▶ SUMBER TEKS
Oleh: Dr. Fuad Amsyari
SEPERTINYA “Dialog Antar Agama (baca DAA, red)” kini sedang naik daun di Indonesia, apalagi dipioniri dan melibatkan oleh tokoh Pimpinan atau mantan Pimpinan Ormas Besar Islam di negeri ini, seperti NU dan Muhammadiyah.
Meski demikian, umat masih belum merasakan hasilnya. Tapi bagi para penyelenggara forum itu minimal sudah mendapat hadiah popularitas karena selalu dimuat di media masa. Sayang media masa tidak banyak memberitakan apa saja hasil dialog antar agama tersebut, bermanfaat atau tidak bagi rakyat.
Bahkan DAA yang dilakukan dengan fihak luar-negeri seperti Eropa (Yunani), Asia (Yordania), atau yang sebentar lagi diadakan dengan Afrika (Ethiopia), tentunya melibatkan perwakilan negeri yang terlibat dengan biaya yang tidak sedikit. Namun fakta nyata yang ada: agama Islam masih tetap saja dihinakan Nabinya, dihujat Kitab Sucinya, di hancur-lantakkan negerinya (ingat Iraq yang kemarin dulu dan Libya yang sekarang sedang berlangsung). Itukah hasil DAA yang digandrungi sebagian Tokoh Islam negeri ini?
Efek yang sedikit kongkrit dari ’DAA dalam negeri’ yang berlangsung beberapa waktu lalu malah meresahkan rakyat karena mendatangkan semacam ’fitnah’ terhadap pimpinan formal negeri ini.
Sempat bergolaklah ketenteraman masyarakat oleh berbagai tuduhan bernuansa ada kebohongan yang dilakukan Pemerintah. Apakah efek DAA dalam negeri yang seperti itu bermanfaat?
Jangan sampai atas nama DAA lalu terjadi demonstrasi masal yang berujung kejatuhan pemerintahan yang sah sehingga jadilah Indonesia korban kepentingan asing, di mana menjadi lemah dan mundur ke bertahun-tahun ke belakang seperti kasus Tunisia dan Mesir yang sekarang.
Dialog Anta Agama dengan luar negeri apa ya masih perlu? Mari direnungkan dengan mendalam. Proyek seperti itu tentu menguras dana dan tenaga, bahkan pemerintahpun terpaksa harus melibatkan diri (atau memang ’disuruh’ untuk belajar tentang kerukunan beragama dari negara lain, meniru anggaota DPR yang belajar macam-macam ke luar negeri itu?).

▶ CATATAN

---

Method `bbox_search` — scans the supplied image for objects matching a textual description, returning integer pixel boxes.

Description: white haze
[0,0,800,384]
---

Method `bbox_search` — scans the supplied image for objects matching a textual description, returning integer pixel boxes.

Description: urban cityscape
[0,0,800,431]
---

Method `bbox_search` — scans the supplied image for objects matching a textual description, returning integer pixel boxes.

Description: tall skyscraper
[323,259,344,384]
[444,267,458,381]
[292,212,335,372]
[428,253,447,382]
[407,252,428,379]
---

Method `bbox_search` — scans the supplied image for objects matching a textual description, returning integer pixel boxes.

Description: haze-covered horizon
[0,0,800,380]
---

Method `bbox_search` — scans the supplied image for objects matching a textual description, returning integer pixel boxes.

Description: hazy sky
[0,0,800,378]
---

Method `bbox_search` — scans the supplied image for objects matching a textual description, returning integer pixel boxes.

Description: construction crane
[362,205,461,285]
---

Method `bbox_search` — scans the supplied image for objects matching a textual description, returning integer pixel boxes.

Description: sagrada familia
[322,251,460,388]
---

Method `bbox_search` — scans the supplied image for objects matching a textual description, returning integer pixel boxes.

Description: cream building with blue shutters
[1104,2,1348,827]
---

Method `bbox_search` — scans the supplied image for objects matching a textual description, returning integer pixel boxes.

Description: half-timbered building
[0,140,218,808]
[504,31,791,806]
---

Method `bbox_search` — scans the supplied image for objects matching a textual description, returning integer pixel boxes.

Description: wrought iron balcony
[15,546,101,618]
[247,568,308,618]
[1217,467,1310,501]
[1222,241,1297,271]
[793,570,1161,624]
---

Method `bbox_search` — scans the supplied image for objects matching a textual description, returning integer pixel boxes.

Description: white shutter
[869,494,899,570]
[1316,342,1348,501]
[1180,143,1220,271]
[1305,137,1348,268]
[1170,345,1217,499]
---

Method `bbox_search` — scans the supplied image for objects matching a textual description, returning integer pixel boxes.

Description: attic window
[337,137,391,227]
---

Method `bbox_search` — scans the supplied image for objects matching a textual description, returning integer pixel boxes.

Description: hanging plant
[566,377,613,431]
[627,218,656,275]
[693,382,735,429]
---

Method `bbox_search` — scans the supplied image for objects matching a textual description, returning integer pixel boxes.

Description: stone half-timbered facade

▶ KETENTUAN TUGAS
Salin tanpa perubahan bagian teks tentang dialog antaragama, mulai dari "Bahkan DAA yang" terus sampai ke "Islam negeri ini?". Catatan tersebut diambil dari sumber yang berbeda.

▶ HASIL TUGAS
Bahkan DAA yang dilakukan dengan fihak luar-negeri seperti Eropa (Yunani), Asia (Yordania), atau yang sebentar lagi diadakan dengan Afrika (Ethiopia), tentunya melibatkan perwakilan negeri yang terlibat dengan biaya yang tidak sedikit. Namun fakta nyata yang ada: agama Islam masih tetap saja dihinakan Nabinya, dihujat Kitab Sucinya, di hancur-lantakkan negerinya (ingat Iraq yang kemarin dulu dan Libya yang sekarang sedang berlangsung). Itukah hasil DAA yang digandrungi sebagian Tokoh Islam negeri ini?